**Provided data**
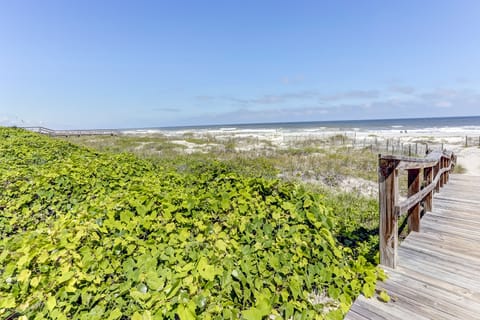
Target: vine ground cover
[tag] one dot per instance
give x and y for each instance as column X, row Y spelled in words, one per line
column 99, row 235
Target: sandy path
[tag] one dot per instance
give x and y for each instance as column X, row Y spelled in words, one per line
column 469, row 158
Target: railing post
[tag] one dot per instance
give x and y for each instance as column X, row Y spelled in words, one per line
column 413, row 188
column 442, row 176
column 428, row 177
column 388, row 195
column 447, row 174
column 435, row 172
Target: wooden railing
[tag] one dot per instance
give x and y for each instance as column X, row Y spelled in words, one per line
column 67, row 133
column 435, row 169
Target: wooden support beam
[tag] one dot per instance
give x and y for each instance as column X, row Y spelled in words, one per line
column 436, row 169
column 388, row 195
column 428, row 177
column 413, row 188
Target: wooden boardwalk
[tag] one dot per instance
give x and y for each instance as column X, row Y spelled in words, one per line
column 68, row 133
column 438, row 271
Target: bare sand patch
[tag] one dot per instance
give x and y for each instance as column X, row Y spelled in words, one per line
column 469, row 158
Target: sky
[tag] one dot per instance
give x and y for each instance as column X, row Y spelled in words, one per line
column 135, row 64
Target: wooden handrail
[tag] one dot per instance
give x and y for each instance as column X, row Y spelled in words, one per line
column 436, row 168
column 67, row 133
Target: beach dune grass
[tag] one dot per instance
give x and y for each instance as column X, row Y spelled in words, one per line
column 88, row 234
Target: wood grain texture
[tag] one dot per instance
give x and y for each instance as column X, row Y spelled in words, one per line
column 438, row 269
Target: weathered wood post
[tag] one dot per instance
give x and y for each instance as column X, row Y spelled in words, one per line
column 388, row 195
column 436, row 168
column 413, row 188
column 442, row 176
column 428, row 177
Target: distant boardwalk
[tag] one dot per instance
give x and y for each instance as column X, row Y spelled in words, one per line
column 67, row 133
column 437, row 275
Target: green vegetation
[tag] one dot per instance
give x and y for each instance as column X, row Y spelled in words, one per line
column 88, row 234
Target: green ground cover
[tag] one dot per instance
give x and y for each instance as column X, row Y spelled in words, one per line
column 89, row 234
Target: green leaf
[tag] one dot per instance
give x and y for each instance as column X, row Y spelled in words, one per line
column 252, row 314
column 24, row 275
column 184, row 313
column 7, row 302
column 51, row 303
column 206, row 271
column 383, row 296
column 368, row 290
column 115, row 314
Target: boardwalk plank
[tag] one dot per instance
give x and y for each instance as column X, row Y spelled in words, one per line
column 436, row 277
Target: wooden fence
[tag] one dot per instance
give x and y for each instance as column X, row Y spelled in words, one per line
column 425, row 176
column 68, row 133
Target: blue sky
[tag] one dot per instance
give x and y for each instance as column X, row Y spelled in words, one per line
column 119, row 64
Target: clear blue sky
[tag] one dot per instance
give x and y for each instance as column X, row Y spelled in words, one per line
column 90, row 64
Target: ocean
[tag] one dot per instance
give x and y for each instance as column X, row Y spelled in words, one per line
column 430, row 124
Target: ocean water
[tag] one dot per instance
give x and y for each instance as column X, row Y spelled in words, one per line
column 428, row 124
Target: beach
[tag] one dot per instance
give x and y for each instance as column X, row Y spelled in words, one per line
column 464, row 141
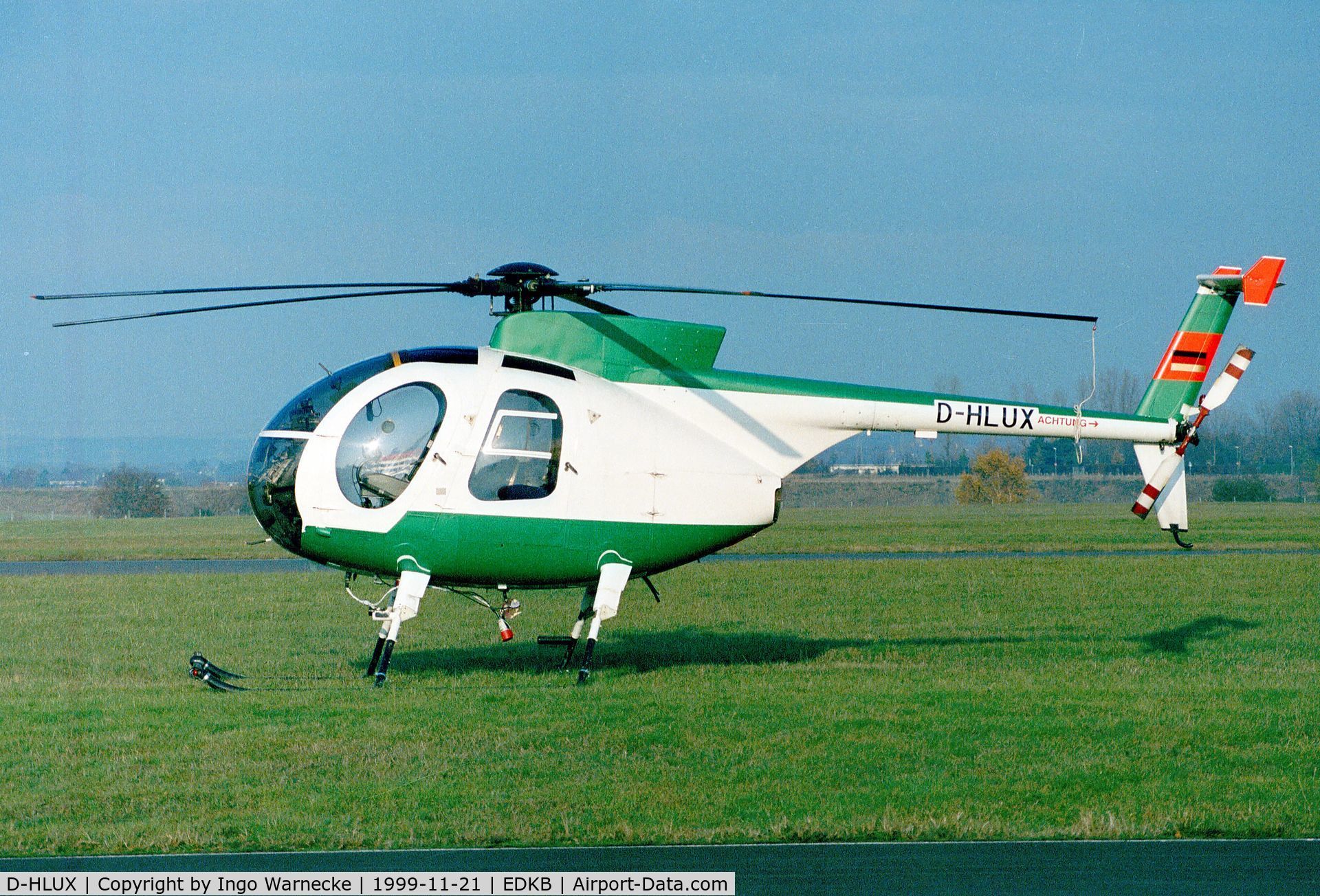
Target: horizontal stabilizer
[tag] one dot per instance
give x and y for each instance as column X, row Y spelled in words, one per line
column 1255, row 285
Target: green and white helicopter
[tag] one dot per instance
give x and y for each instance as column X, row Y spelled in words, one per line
column 593, row 448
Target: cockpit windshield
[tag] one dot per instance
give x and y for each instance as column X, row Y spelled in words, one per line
column 386, row 444
column 304, row 414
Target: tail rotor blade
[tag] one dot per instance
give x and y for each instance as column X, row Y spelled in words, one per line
column 1228, row 381
column 1152, row 493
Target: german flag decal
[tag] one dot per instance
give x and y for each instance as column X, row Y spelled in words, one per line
column 1188, row 357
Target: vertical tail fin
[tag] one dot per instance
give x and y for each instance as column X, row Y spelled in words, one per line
column 1182, row 370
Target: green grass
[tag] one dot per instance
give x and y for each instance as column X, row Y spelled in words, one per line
column 221, row 537
column 1031, row 527
column 782, row 701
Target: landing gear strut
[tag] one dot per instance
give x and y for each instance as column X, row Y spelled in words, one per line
column 600, row 602
column 402, row 607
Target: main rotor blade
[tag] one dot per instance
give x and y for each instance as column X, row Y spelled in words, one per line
column 271, row 301
column 969, row 309
column 230, row 289
column 591, row 304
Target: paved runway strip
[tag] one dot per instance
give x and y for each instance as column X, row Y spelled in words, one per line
column 989, row 867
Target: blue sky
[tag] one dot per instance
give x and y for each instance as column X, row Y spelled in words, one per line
column 1087, row 159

**Work to do**
Copy verbatim the lines of the listing starting at the line containing "Target: cockpit windshield" and ending at the line containing "column 304, row 414", with both of those lines included.

**Task answer**
Target: cockpit windshield
[tag] one dot per instance
give x and y for each instance as column X, row Y spelled in words, one per line
column 386, row 444
column 304, row 414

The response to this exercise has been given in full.